• What is expected
Rename "wildlife tally" to "field survey" throughout the items below and write all the lines out again, changing nothing else.

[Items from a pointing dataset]
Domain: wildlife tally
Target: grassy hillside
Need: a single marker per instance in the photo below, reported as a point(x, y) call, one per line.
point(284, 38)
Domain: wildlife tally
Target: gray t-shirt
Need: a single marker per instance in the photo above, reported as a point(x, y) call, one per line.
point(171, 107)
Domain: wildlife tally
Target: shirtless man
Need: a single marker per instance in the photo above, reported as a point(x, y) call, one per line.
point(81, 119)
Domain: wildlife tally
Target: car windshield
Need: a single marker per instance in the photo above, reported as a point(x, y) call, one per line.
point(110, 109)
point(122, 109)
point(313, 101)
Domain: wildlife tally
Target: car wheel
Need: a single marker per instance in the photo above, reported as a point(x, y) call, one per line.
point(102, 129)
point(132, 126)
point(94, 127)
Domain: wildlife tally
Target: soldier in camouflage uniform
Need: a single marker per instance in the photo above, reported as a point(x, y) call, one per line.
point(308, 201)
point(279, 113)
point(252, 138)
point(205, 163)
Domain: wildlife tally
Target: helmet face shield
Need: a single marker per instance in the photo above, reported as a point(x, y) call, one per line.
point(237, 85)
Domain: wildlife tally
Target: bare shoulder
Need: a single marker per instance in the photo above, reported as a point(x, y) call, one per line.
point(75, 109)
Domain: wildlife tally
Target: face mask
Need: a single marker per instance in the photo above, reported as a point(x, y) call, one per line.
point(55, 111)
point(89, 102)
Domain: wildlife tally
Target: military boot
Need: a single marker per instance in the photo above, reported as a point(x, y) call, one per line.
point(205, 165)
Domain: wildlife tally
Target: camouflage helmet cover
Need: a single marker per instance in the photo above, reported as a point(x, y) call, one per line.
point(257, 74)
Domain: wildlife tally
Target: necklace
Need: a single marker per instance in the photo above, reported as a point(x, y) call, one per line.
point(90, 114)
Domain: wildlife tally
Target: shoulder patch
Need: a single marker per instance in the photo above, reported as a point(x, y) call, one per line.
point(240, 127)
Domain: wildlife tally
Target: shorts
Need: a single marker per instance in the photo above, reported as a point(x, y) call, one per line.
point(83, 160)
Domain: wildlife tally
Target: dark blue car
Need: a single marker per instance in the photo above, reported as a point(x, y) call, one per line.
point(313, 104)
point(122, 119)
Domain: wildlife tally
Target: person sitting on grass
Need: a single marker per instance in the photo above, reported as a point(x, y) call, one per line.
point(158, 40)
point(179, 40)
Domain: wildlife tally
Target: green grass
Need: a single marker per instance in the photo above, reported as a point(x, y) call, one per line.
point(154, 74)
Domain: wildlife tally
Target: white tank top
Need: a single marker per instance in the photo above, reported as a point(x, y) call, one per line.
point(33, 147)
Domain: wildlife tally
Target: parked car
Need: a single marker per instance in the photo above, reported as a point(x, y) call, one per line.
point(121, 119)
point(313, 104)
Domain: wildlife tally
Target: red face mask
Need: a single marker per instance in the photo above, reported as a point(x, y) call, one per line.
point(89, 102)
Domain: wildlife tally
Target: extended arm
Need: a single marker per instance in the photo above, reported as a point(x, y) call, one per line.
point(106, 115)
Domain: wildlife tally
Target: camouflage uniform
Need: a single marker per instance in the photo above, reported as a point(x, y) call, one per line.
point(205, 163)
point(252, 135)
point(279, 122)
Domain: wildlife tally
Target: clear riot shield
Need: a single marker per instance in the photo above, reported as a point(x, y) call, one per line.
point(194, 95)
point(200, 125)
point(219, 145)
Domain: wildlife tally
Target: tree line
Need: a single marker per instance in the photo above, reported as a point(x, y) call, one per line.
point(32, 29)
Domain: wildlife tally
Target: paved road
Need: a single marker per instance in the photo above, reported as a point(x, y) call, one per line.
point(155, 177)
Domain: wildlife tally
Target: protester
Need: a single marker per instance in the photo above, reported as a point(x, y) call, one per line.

• Finished task
Domain: field survey
Target: grassy hillside
Need: a single marker per instance in the photo below, reported as a point(x, y) call, one per line.
point(284, 38)
Domain: field survey
Target: gray t-shirt
Need: a single marker per instance in the photo above, reported as a point(x, y) call, one per line.
point(171, 107)
Domain: field survey
Target: shirtless man
Need: a single marker per instance in the photo above, reported as a point(x, y) call, one per line.
point(81, 119)
Domain: field survey
Target: car windshield
Need: a single marker per instance in the photo above, reported as a point(x, y) call, one per line.
point(110, 109)
point(122, 109)
point(313, 101)
Domain: field survey
Target: car wheel
Need: a single marker per instance in the photo above, reported as a point(x, y) call, one per line.
point(102, 129)
point(132, 126)
point(94, 127)
Domain: field survey
Target: soldier in camouflage uniform
Need: a single marker per instance in the photo above, reported as a point(x, y) call, one per line.
point(308, 201)
point(279, 113)
point(252, 138)
point(205, 163)
Domain: field survey
Target: helmet face shield
Need: a single marker per instance in the photo above, reported as a point(x, y) call, one per line.
point(237, 85)
Domain: field survey
Target: bare shoulder
Need: a single marker per instance in the photo above, reported as a point(x, y) call, one per line.
point(75, 109)
Domain: field survey
Target: face mask
Need: a single marker per instance in the photo above, reported as a point(x, y) call, one per line.
point(55, 111)
point(89, 102)
Domain: field survey
Target: military boot
Need: a single marker per instance in the photo above, reported as a point(x, y) call, one per line.
point(205, 165)
Domain: field survey
Target: camouflage helmet cover
Need: a single marker per instance in the photo above, reported as a point(x, y) call, one per line.
point(257, 74)
Domain: field survey
Target: necklace
Need: a single marker per instance in the photo above, reported as a point(x, y) call, one per line.
point(90, 114)
Domain: field survey
Target: shoulder patch
Need: a single marker per instance in the photo above, reported as a point(x, y) call, one per line.
point(240, 127)
Domain: field survey
Target: shorts
Need: a single marker per instance in the photo above, reported as a point(x, y) call, one per line.
point(83, 160)
Domain: field survey
Target: dark blue car
Need: a single marker per instance in the photo above, reported as a point(x, y) call, one per line.
point(313, 104)
point(122, 119)
Domain: field survey
Target: person sitting on grass
Need: a single marker per instance in the photo above, reported as a point(x, y) call, one per line.
point(158, 40)
point(179, 40)
Domain: field survey
Target: green grass
Need: a single marker per instance in the photo above, reported as a point(x, y) call, one per line.
point(154, 74)
Domain: field survey
Target: white tank top
Need: a single marker per instance in the photo above, reported as a point(x, y) call, one per line.
point(33, 147)
Domain: field survey
Target: parked car
Need: a single marker per instance in the photo above, reported as a point(x, y) call, one per line.
point(121, 119)
point(313, 104)
Domain: field survey
Target: red face mask
Need: a single marker per instance in the photo above, reported as a point(x, y) call, one per line.
point(89, 102)
Domain: field survey
Target: extended arm
Need: a single marker per instance in the photo above, reported as a point(x, y) call, one per line.
point(106, 115)
Domain: field survey
Target: camouflage uniform
Need: a single marker per instance in the photo above, reported as a point(x, y) call, one per line.
point(205, 163)
point(252, 135)
point(279, 122)
Domain: field survey
Target: clear riot shield
Need: a single marker per instance in the photo above, reported as a point(x, y) call, one per line.
point(194, 95)
point(200, 125)
point(219, 145)
Domain: field survey
Target: tree line
Need: a single marker per instance in the photo above, reported as a point(x, y) call, one per line.
point(32, 29)
Domain: field survey
Target: paved road
Need: a single marker per instance in the photo above, reported as a point(x, y) call, one per line.
point(155, 177)
Domain: field survey
Target: protester
Need: a single marker per instance in the photo above, reported as a point(x, y) call, one per line.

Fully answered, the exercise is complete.